### Exercise goal
Once the line containing "For the site audit, find each instance of the purple" is reached, copy it and every line after it exactly, to the end of the material, without pictures.
--------------------------------------------------
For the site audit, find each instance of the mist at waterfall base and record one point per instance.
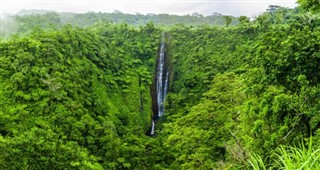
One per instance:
(162, 83)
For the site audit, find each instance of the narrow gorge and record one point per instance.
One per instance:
(161, 81)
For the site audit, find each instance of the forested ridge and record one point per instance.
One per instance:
(242, 96)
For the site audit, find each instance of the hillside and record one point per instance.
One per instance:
(116, 96)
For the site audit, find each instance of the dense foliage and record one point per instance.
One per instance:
(241, 96)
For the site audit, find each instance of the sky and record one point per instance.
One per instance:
(249, 8)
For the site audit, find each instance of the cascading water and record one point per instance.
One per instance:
(161, 83)
(152, 128)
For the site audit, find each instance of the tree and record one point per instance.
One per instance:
(227, 20)
(310, 5)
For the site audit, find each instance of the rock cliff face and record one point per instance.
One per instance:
(162, 79)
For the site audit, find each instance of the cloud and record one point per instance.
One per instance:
(180, 7)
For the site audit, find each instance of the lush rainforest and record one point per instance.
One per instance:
(243, 94)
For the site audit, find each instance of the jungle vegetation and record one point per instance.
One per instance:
(242, 96)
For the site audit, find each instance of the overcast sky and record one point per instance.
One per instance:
(206, 7)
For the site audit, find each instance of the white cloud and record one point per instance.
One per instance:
(180, 7)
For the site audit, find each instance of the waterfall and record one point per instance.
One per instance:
(162, 82)
(152, 128)
(160, 85)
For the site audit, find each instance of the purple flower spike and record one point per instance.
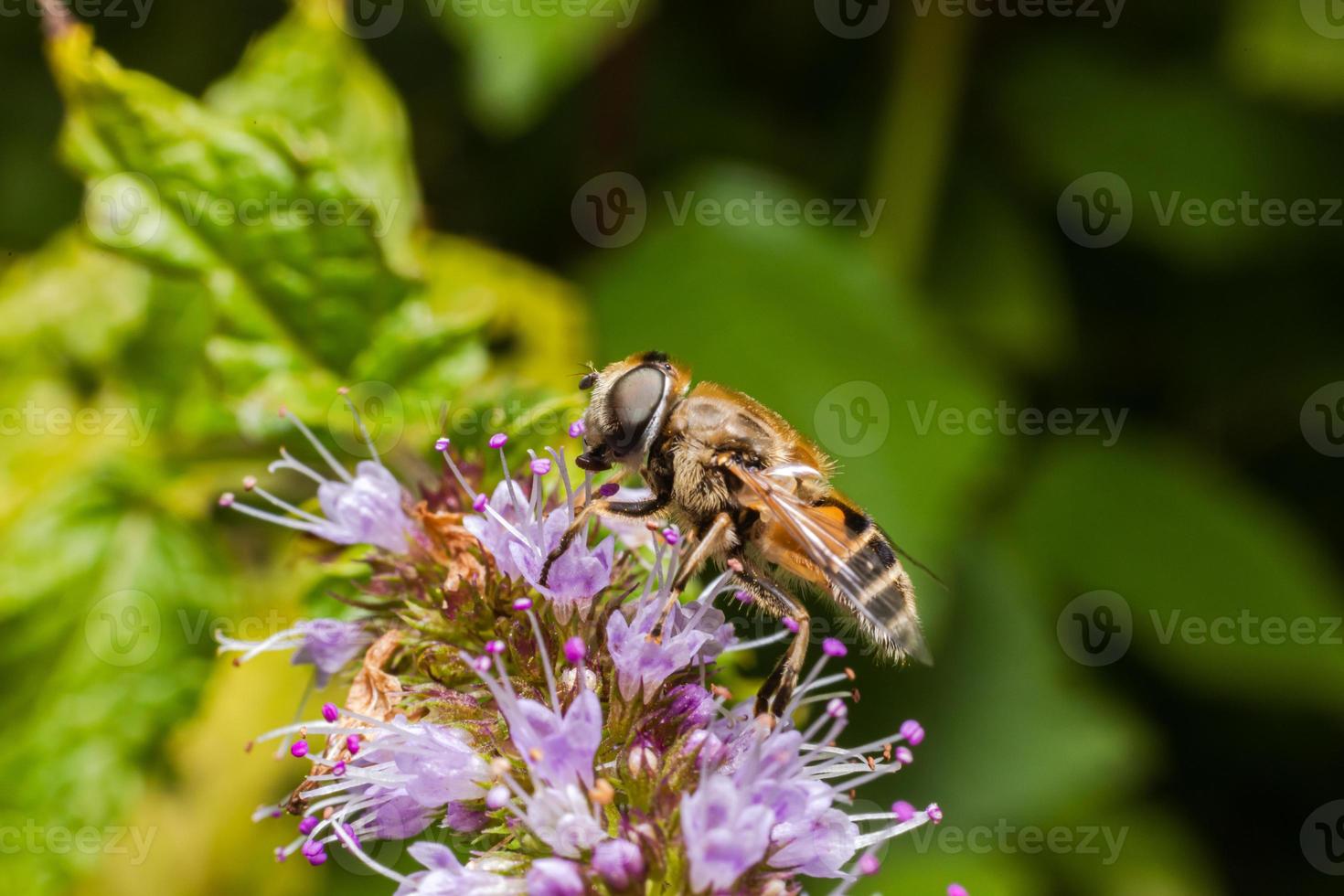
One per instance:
(725, 833)
(445, 876)
(555, 878)
(691, 633)
(575, 650)
(620, 863)
(328, 645)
--------------------------------------------------
### Reply to the exercise
For the site audit, find each instance of the purple flower spike and record one point per instance.
One per instance:
(725, 833)
(445, 876)
(555, 878)
(691, 633)
(575, 650)
(620, 863)
(328, 645)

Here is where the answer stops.